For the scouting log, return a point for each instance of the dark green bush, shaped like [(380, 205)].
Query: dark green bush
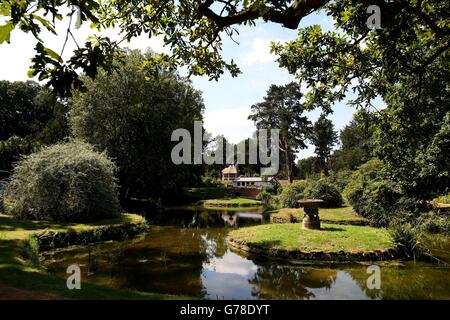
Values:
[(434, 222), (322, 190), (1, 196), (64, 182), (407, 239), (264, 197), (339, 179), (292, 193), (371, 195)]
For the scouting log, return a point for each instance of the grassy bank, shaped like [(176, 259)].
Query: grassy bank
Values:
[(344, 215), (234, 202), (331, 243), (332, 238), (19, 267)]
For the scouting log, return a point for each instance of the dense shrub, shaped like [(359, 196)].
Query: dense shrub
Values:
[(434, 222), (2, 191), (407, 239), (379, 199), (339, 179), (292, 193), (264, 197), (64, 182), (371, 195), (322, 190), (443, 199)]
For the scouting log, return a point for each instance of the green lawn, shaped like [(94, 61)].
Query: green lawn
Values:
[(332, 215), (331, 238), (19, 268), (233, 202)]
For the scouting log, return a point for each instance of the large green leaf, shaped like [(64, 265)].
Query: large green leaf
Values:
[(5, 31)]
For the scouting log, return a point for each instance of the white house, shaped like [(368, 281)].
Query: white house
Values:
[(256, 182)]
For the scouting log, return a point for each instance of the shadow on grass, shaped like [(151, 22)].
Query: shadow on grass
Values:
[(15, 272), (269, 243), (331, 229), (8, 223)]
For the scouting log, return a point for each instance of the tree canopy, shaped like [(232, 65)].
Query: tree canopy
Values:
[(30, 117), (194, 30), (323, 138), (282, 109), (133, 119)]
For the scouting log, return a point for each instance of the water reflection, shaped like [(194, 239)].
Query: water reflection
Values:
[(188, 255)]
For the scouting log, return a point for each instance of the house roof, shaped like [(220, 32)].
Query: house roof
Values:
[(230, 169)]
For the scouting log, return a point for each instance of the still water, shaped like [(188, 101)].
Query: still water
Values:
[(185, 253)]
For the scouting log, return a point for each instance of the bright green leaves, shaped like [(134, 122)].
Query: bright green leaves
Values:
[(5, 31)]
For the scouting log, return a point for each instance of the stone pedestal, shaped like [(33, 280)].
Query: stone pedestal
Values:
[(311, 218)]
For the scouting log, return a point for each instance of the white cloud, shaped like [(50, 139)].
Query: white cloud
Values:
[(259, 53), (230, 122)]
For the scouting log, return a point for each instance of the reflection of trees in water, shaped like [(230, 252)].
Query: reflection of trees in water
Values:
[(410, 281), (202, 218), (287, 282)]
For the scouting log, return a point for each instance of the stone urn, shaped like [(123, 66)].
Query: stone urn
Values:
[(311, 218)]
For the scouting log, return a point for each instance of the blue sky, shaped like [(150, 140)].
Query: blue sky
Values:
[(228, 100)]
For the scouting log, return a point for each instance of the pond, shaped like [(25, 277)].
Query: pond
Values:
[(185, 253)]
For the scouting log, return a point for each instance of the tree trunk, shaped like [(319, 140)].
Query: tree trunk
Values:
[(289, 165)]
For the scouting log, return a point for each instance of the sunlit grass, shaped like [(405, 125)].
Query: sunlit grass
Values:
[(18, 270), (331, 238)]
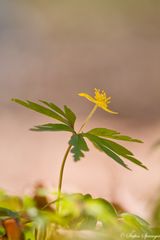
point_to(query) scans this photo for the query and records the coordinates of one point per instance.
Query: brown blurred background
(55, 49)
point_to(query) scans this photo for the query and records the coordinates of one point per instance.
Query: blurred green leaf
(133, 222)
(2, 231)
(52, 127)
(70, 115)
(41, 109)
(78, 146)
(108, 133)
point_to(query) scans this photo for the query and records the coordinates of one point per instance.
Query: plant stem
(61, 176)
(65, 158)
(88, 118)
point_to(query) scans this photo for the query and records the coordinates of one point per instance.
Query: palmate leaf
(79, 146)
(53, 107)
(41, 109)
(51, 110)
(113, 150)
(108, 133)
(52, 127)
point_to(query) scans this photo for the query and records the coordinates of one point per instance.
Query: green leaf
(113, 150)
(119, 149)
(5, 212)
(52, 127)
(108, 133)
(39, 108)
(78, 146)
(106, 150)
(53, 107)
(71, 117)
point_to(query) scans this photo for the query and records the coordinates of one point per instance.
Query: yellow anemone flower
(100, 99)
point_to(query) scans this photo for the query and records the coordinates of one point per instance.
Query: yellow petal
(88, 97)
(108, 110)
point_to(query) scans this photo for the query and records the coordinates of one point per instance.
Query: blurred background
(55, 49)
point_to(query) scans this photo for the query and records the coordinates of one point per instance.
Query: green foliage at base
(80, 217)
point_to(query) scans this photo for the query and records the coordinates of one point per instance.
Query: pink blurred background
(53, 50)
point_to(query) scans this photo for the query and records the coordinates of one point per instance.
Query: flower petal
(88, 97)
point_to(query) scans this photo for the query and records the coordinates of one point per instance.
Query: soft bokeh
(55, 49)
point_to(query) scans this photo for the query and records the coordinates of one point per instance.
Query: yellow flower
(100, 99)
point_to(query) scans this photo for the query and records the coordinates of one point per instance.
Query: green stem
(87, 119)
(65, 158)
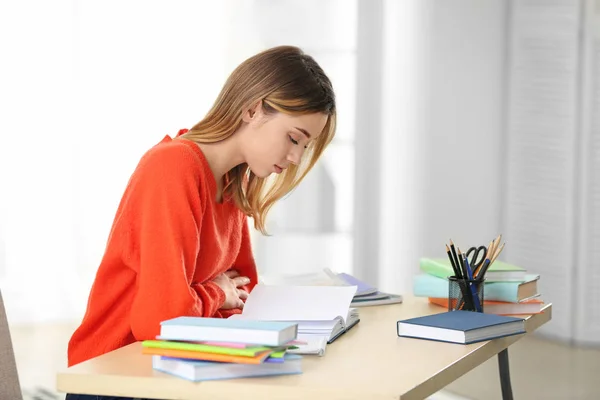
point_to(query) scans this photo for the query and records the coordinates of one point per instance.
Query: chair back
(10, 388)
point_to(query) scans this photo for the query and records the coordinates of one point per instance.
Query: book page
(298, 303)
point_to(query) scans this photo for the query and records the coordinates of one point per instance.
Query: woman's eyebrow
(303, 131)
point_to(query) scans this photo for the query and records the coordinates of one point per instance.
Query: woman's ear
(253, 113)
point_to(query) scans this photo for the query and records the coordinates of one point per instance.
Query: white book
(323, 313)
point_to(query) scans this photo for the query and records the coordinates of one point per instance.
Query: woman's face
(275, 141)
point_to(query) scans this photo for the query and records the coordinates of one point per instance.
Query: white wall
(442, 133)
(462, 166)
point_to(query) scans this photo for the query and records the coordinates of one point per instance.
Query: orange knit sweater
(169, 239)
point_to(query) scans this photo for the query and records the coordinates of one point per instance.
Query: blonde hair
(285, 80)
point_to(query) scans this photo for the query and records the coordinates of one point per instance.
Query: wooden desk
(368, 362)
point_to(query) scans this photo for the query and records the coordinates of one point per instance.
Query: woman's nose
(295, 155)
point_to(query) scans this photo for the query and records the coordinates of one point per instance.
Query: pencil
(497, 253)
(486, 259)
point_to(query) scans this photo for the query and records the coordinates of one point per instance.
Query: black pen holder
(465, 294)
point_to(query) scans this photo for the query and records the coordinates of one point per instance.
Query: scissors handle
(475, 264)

————————

Rewrite all of the material above as a numbered list, one line per item, with blank lines dropped and the pictures left out.

■ Solved exercise
1. For the scouting log, return a point for each instance of the dark green bush, shaped like [(380, 205)].
2. Query: dark green bush
3. Values:
4. [(434, 222), (322, 190), (1, 196), (64, 182), (407, 239), (264, 197), (339, 179), (292, 193), (371, 195)]
5. For the scouting log, return a point for each instance of the grassy bank, shaped like [(176, 259)].
6. Query: grassy bank
7. Values:
8. [(344, 215), (234, 202), (331, 243), (332, 238), (19, 267)]
9. For the scouting log, return a point for each instance of the dense shrub, shaped like [(359, 196)].
10. Query: dense shrub
11. Values:
12. [(434, 222), (2, 191), (407, 239), (379, 199), (339, 179), (292, 193), (264, 197), (64, 182), (371, 195), (322, 190), (443, 199)]
13. For the scouting log, return a point for each instance of the green lawn, shaped like [(94, 61)].
14. Query: green lawn
15. Values:
16. [(332, 215), (331, 238), (19, 268), (233, 202)]
17. For the scouting log, return a point for each instance of the large green leaf, shaped like [(64, 265)].
18. Query: large green leaf
19. Values:
20. [(5, 31)]
21. For the scouting log, return a point for each instance of the white house, shaped like [(368, 281)].
22. Query: white house
23. Values:
24. [(256, 182)]
25. For the scouting log, return a point for each instance of the shadow on grass, shaped like [(151, 22)].
26. Query: shadow on grass
27. Values:
28. [(15, 272), (269, 243), (331, 229), (8, 223)]
29. For the scouting log, return a point for each instance of the tree canopy, shaped like [(232, 65)].
30. Query: tree canopy
31. Values:
32. [(30, 117), (194, 30), (323, 138), (282, 109), (133, 119)]
33. For the scouting log, return a point for each instance of the water reflection, shaped like [(194, 239)].
34. Query: water reflection
35. Values:
36. [(188, 255)]
37. For the scouting log, return a point for each instance of the house roof, shaped like [(220, 32)].
38. Query: house roof
39. Values:
40. [(230, 169)]
41. For the scouting log, return a point for each instance of the still water, shaped like [(188, 101)].
42. Query: still water
43. Values:
44. [(185, 253)]
45. For the scouting log, return a point for each instance of the bright green leaves, shaped like [(134, 122)].
46. Query: bright green leaves
47. Values:
48. [(5, 31)]
49. For the scouting log, return a point for each instance of the stone pedestal, shaped like [(33, 280)].
50. Query: stone pedestal
51. Values:
52. [(311, 218)]
53. For the scouting log, return a point for each instance of the white cloud, shaped like [(50, 139)].
54. Query: white cloud
55. Values:
56. [(259, 53), (230, 122)]
57. For the scouting log, return a point for each instance of the reflection of trees in water, shaped like [(230, 252)].
58. Query: reflection of trees in water
59. Values:
60. [(410, 281), (202, 218), (287, 282)]
61. For the scouting log, return a point for each instance of the stone urn, shaped like [(123, 66)].
62. Query: stone urn
63. Values:
64. [(311, 218)]
65. For the scouting log, return a point for each instance of the blue sky, shaped like [(150, 140)].
66. Query: blue sky
67. Values:
68. [(228, 100)]
69. For the scouting log, return a point for each instance of the pond, shaped like [(25, 277)].
70. Query: pond
71. Values:
72. [(185, 253)]
73. For the scouting log, return a point for each instance of the tree trunk, shaped like [(319, 140)].
74. Query: tree trunk
75. Values:
76. [(289, 165)]
77. For the scouting log, return a point for each instance of the sunlit grass, shaped like [(405, 125)].
78. Query: sunlit grass
79. Values:
80. [(18, 270), (331, 238)]
81. point_to(query) scans this photo for the query and records the coordinates of one point per instance.
82. Query: brown blurred background
83. (55, 49)
84. point_to(query) scans this photo for the query and records the coordinates of one point per instance.
85. Query: blurred green leaf
86. (133, 222)
87. (2, 231)
88. (52, 127)
89. (70, 115)
90. (41, 109)
91. (78, 146)
92. (108, 133)
93. point_to(query) scans this photo for the query and records the coordinates of one point per instance.
94. Query: plant stem
95. (61, 176)
96. (65, 158)
97. (88, 118)
98. point_to(query) scans this photo for the query and records the coordinates of one point per instance.
99. Query: palmate leaf
100. (79, 146)
101. (53, 107)
102. (41, 109)
103. (51, 110)
104. (113, 150)
105. (108, 133)
106. (52, 127)
107. point_to(query) scans this photo for the query and records the coordinates of one point per instance.
108. Query: green leaf
109. (113, 150)
110. (119, 149)
111. (5, 212)
112. (52, 127)
113. (108, 133)
114. (39, 108)
115. (78, 146)
116. (106, 150)
117. (53, 107)
118. (71, 117)
119. point_to(query) scans this photo for the query and records the coordinates of one point per instance.
120. Query: yellow anemone flower
121. (100, 99)
122. point_to(query) scans this photo for the query and records the coordinates of one point per instance.
123. Query: yellow petal
124. (88, 97)
125. (108, 110)
126. point_to(query) scans this photo for the query and records the coordinates of one point per instance.
127. Query: blurred background
128. (55, 49)
129. point_to(query) scans this photo for the query and records the coordinates of one point per instance.
130. Query: green foliage at base
131. (80, 217)
132. point_to(query) scans this photo for the query and records the coordinates of one point per instance.
133. Query: pink blurred background
134. (53, 50)
135. point_to(query) scans this photo for the query and records the coordinates of one point per instance.
136. Query: flower petal
137. (88, 97)
138. point_to(query) scans this photo for the query and records the coordinates of one point per instance.
139. Query: soft bokeh
140. (55, 49)
141. point_to(query) scans this photo for the query and records the coordinates of one point per instance.
142. Query: yellow flower
143. (100, 99)
144. point_to(query) scans this photo for the query and records the coordinates of one point per instance.
145. Query: green stem
146. (87, 119)
147. (65, 158)
148. point_to(query) scans this photo for the query and records the coordinates of one point per instance.
149. Query: chair back
150. (10, 388)
151. point_to(query) scans this photo for the query and records the coordinates of one point per instance.
152. Query: book page
153. (298, 303)
154. point_to(query) scans this photo for the query and records the coordinates of one point per instance.
155. Query: woman's eyebrow
156. (303, 131)
157. point_to(query) scans this photo for the query and records the coordinates of one point per instance.
158. Query: woman's ear
159. (253, 113)
160. point_to(query) scans this photo for the query and records the coordinates of one point per instance.
161. Query: white book
162. (323, 313)
163. point_to(query) scans this photo for the query and records the coordinates of one point per instance.
164. Query: woman's face
165. (275, 141)
166. point_to(query) scans this photo for the query and records the coordinates of one point per instance.
167. Query: white wall
168. (442, 133)
169. (462, 166)
170. point_to(query) scans this photo for the query and records the coordinates of one point per instance.
171. Query: orange knit sweater
172. (169, 239)
173. point_to(query) scans this photo for the query and records the coordinates of one point per instance.
174. Query: blonde hair
175. (285, 80)
176. point_to(query) scans this photo for the query and records the coordinates of one point per instance.
177. Query: wooden desk
178. (368, 362)
179. point_to(query) scans this photo for the query and records the coordinates of one point per instance.
180. Query: woman's nose
181. (295, 155)
182. point_to(query) scans this photo for the query and records the coordinates of one point per instance.
183. Query: pencil
184. (497, 253)
185. (486, 259)
186. point_to(query) scans this photo for the query and records the coordinates of one point per instance.
187. Query: black pen holder
188. (465, 294)
189. point_to(query) scans this photo for the query and records the coordinates of one point per instance.
190. Query: scissors handle
191. (475, 264)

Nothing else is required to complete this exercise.